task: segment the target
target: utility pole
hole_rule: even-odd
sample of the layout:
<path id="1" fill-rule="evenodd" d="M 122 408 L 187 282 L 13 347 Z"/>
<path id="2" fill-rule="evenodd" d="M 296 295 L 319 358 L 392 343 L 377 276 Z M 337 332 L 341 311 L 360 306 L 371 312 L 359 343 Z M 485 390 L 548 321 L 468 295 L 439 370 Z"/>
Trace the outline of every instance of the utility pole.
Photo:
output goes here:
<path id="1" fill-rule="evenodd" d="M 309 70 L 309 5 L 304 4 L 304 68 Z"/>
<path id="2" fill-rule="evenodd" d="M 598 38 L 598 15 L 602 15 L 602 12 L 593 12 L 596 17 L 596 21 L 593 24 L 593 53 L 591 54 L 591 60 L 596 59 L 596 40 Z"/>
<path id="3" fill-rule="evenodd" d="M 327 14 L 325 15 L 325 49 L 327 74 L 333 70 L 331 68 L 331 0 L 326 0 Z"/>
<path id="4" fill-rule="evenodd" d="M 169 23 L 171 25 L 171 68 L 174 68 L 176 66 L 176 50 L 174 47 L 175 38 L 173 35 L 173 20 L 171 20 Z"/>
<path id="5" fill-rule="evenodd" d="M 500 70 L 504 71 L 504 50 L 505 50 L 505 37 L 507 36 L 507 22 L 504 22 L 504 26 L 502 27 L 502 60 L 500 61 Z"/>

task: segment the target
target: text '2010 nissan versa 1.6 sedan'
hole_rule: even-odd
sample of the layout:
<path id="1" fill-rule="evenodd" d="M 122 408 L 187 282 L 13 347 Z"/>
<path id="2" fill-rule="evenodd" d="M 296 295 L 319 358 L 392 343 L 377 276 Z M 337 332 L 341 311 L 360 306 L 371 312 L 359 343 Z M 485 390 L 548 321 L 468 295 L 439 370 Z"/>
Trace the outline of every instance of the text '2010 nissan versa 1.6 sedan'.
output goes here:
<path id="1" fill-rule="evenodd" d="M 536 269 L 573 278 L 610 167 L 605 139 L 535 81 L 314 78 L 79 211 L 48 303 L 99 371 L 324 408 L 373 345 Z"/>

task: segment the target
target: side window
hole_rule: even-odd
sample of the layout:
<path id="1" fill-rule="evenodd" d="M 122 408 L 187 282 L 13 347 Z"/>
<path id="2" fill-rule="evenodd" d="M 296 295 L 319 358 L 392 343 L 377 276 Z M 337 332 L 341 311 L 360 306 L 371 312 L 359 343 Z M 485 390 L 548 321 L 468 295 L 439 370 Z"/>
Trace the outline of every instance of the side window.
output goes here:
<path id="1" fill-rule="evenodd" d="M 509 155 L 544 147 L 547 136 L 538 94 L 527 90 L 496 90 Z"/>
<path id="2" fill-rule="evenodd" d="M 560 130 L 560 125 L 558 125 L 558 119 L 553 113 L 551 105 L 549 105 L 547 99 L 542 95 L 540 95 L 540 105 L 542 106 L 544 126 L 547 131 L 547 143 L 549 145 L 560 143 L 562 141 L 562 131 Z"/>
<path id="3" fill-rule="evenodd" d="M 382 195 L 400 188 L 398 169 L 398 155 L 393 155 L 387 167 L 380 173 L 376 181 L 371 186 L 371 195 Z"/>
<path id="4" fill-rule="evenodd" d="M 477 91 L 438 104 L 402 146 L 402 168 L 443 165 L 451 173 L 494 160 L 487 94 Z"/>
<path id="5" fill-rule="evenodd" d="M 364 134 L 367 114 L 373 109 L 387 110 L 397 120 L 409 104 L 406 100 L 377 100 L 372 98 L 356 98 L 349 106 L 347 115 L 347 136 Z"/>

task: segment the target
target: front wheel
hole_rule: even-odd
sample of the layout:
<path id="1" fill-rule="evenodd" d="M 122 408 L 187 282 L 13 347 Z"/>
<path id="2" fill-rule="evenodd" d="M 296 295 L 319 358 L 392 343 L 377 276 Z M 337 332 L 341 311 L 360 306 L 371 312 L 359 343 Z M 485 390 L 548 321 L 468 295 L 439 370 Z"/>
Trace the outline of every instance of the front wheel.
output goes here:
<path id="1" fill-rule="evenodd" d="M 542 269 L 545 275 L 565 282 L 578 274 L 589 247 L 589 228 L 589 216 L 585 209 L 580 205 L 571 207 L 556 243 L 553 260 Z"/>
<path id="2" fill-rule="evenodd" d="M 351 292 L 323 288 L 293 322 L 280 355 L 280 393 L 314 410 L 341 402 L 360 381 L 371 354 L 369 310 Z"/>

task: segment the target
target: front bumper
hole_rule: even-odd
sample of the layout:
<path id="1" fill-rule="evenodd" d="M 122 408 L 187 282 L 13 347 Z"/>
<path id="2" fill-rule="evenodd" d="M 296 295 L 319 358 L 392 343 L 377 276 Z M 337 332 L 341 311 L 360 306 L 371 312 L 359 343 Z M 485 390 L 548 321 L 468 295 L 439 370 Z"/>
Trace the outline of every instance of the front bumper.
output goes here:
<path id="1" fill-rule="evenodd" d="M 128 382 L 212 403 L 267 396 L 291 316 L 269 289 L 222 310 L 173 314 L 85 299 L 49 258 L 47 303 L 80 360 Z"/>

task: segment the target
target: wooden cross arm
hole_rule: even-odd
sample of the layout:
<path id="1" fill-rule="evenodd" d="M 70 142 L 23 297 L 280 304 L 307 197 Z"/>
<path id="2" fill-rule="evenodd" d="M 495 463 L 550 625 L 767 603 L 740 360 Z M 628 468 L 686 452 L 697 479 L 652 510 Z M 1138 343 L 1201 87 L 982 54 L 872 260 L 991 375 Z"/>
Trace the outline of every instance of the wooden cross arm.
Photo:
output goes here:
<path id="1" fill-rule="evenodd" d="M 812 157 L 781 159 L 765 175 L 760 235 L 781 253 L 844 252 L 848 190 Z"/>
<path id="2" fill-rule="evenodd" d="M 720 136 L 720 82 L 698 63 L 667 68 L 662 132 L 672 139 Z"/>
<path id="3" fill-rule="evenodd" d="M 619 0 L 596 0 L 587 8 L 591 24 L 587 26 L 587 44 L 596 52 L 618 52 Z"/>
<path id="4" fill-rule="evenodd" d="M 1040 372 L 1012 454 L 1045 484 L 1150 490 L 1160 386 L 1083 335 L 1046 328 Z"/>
★ ★ ★ ★ ★ ★ ★
* [EXERCISE BRIEF]:
Lines from the entries that contain the string "side" must be found and copied.

* [RESPONSE]:
target: side window
Trace the outline of every instance of the side window.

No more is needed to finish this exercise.